Hand saws

A chainsaw processes more wood per hour, but it needs fuel, maintenance, and a working engine. A hand saw needs neither. After a storm drops trees across your driveway, after a chainsaw that sat unused for 8 months refuses to start, and after the gas station queue is three hours long — a quality hand saw is what actually gets the road cleared or the firewood cut. Hand saws are the unglamorous backstop behind powered equipment, and the primary tool for anyone without a chainsaw budget or storage space.

Educational use only

This page is for educational purposes only. Hands-on skills should be learned and practiced under qualified supervision before relying on them in emergencies. Use this information at your own risk.

Three types cover the range of emergency and field use: bow saws for raw cutting speed on larger wood, folding saws for portability and pack use, and pruning saws for limb work in tight spaces. Knowing which one handles which task prevents buying the wrong tool and being surprised when it underperforms.

Bow saws

A bow saw consists of a metal tubular frame under tension that holds a replaceable blade — the same basic design that has processed firewood for centuries. The frame depth (the distance between blade and top bar) determines the maximum log diameter the saw can cut without the frame binding. A 21-inch (53 cm) bow saw with 5 inches (13 cm) of frame depth handles logs up to about 8 inches (20 cm) in diameter comfortably.

The Bahco 30-inch (76 cm) bow saw is a field standard for green wood cutting. Its blade uses a 4 TPI (teeth per inch) geometry designed with rakers — small chip-clearing teeth between the cutting teeth — that pull wet fiber out of the cut rather than packing it in. The result is a saw that doesn't bind in green wood the way a fine-toothed blade does. Dry wood and dimensioned lumber are better served by a 5–7 TPI blade with a finer tooth pattern.

Blade replacement: Most bow saw blades are replaceable and cost very little. A spare blade weighs under 4 oz (113 g) and stores flat. If you own a bow saw for emergency use, keep at least one spare blade. Blades dull over time, and a dull blade on green wood requires 40–60% more effort for the same cut.

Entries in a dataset
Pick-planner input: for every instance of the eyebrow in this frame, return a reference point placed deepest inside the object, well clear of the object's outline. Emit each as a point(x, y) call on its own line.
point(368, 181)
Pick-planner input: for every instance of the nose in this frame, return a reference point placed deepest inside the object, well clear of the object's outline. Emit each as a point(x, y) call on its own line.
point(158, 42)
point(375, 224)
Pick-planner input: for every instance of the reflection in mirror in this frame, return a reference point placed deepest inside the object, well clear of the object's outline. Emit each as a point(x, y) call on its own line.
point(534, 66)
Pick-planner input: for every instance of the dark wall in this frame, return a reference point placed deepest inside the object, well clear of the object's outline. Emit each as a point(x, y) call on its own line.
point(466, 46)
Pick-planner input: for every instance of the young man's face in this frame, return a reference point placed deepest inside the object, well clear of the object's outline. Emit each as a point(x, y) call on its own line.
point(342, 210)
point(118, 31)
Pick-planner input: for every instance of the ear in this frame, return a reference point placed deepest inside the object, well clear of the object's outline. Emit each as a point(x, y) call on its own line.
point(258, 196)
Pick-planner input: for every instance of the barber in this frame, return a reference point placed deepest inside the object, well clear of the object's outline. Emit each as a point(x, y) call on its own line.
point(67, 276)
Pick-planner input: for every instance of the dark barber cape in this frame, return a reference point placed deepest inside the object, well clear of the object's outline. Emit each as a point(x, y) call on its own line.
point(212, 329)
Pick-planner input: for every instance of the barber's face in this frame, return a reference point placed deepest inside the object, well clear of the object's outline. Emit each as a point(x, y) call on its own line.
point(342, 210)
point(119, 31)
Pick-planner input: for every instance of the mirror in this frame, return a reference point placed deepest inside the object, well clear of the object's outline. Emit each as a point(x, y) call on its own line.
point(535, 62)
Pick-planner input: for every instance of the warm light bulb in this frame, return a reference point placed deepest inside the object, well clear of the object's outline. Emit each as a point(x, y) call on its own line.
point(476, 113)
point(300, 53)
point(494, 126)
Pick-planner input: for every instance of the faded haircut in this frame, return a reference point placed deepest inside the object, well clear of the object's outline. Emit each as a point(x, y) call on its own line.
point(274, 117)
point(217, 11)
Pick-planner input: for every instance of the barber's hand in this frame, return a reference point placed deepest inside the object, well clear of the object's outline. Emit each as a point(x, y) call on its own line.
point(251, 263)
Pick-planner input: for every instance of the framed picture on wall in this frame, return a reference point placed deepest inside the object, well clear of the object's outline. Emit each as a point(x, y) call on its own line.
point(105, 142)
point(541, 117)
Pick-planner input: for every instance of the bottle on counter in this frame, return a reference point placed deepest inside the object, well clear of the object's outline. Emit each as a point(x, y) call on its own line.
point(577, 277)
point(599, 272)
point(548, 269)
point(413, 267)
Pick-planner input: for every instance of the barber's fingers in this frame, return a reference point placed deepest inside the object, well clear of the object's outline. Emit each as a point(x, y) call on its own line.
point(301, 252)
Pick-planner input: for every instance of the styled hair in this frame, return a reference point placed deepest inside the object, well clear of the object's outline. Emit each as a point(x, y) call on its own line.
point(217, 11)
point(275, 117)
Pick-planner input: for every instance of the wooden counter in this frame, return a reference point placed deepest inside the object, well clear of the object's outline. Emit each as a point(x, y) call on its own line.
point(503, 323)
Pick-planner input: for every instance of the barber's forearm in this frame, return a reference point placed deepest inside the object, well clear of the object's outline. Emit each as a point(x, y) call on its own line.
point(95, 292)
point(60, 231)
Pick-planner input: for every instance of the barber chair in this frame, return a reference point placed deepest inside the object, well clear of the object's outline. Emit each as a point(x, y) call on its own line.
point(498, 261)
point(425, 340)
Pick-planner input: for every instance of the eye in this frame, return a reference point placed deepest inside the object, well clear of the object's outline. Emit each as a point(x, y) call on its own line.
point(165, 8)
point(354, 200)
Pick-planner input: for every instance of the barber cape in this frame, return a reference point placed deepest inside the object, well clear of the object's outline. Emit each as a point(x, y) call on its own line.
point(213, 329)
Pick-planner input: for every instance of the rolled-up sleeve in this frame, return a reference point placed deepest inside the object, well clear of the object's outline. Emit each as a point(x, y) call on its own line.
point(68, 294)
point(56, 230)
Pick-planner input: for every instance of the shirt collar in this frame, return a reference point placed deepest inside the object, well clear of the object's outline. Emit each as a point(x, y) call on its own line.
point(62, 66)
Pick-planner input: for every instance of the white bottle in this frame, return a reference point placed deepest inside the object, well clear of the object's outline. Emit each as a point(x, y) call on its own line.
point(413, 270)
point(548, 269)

# JOBS
(1) Output, character for character, the run of dataset entries that starts with the line containing "Pick-planner input: for every instance of the faded" and ends with the line containing "point(251, 263)", including both of those lines.
(2) Go on with the piece about hand saws, starting right after its final sentence.

# RESULTS FOR THE EXERCISE
(1)
Pick-planner input: for every instance of the faded haircut in this frame, return a reference point placed deepest inside the object, well clear of the object's outline. Emit each as a point(x, y) call on its own line.
point(274, 117)
point(217, 11)
Pick-planner input: for every instance of the barber's hand in this frame, return a reference point placed deepest inside the object, well clear of the object's outline. Emit each as a point(x, y) call on its own line.
point(251, 263)

(2)
Field note

Bow saws bind in green wood when the cut pinches the blade. Drive a wooden wedge into the kerf behind the blade as you cut through larger logs. A 1-inch (25 mm) piece of scrap wood driven in 4–5 inches (10–13 cm) behind the blade holds the kerf open and keeps the saw moving freely.

Frame portability: Bow saws are bulky. A 21-inch (53 cm) model doesn't fit in a standard pack. For vehicle kits and home workshops, this is irrelevant — the saw rides in the truck bed or hangs on the shop wall. For foot travel, a folding saw is more practical.

The Agawa Boreal 21 folding bow saw solves the portability problem: the frame folds flat to 26 inches (66 cm) and 1/2 inch (13 mm) thick, weighing 18 oz (510 g). It assembles in under 30 seconds and accepts standard 21-inch bow saw blades. For an emergency pack that might include both firewood processing and trail clearing, it's the best balance of saw performance and packability available.

Folding saws

A folding saw works on the same principle as a folding knife: the blade rotates into the handle for safe storage, then locks open for use. Folding saws designed for field use are not the same as contractor folding utility knives — a quality bushcraft folding saw uses a hardened, coarse-tooth blade 9–11 inches (23–28 cm) long that cuts wood aggressively.

The Bahco Laplander is the benchmark. Its 9-inch (23 cm) blade uses 7 TPI XT-geometry teeth that cut on both push and pull strokes, reducing effort on each pass. It handles green or dry wood up to 5–6 inches (13–15 cm) in diameter. Closed length: 9.6 inches (24 cm).

Weight: 5.6 oz (159 g). For a bug-out bag, get-home bag, or general pack, this is the folding saw that earns its weight.

The Silky Pocketboy (6.7-inch / 17 cm blade, 5.6 oz (159 g)) cuts on the pull stroke only but does so extremely fast — the 7.5 TPI impulse-hardened blade outperforms most Western-style folding saws in wood removal per stroke. Japanese pull-cut geometry takes adjustment if you're used to push saws, but the results are faster in both green and dry wood.

For larger logs, the Silky Gomboy (9.5-inch / 24 cm blade) or a 14-inch (36 cm) folding saw bridges the gap between a compact folder and a full bow saw. These handle 8–10 inch (20–25 cm) diameter logs with manageable effort, at weights between 8–12 oz (227–340 g).

Folding saw lock mechanism

Always confirm the blade is locked open before cutting. Most quality folding saws use a liner lock or spine lock — the blade should not move when you push sideways on it while open. A folding saw blade that closes during a cut will cause a serious hand laceration. If the lock feels loose or the blade moves under lateral pressure, do not use the saw.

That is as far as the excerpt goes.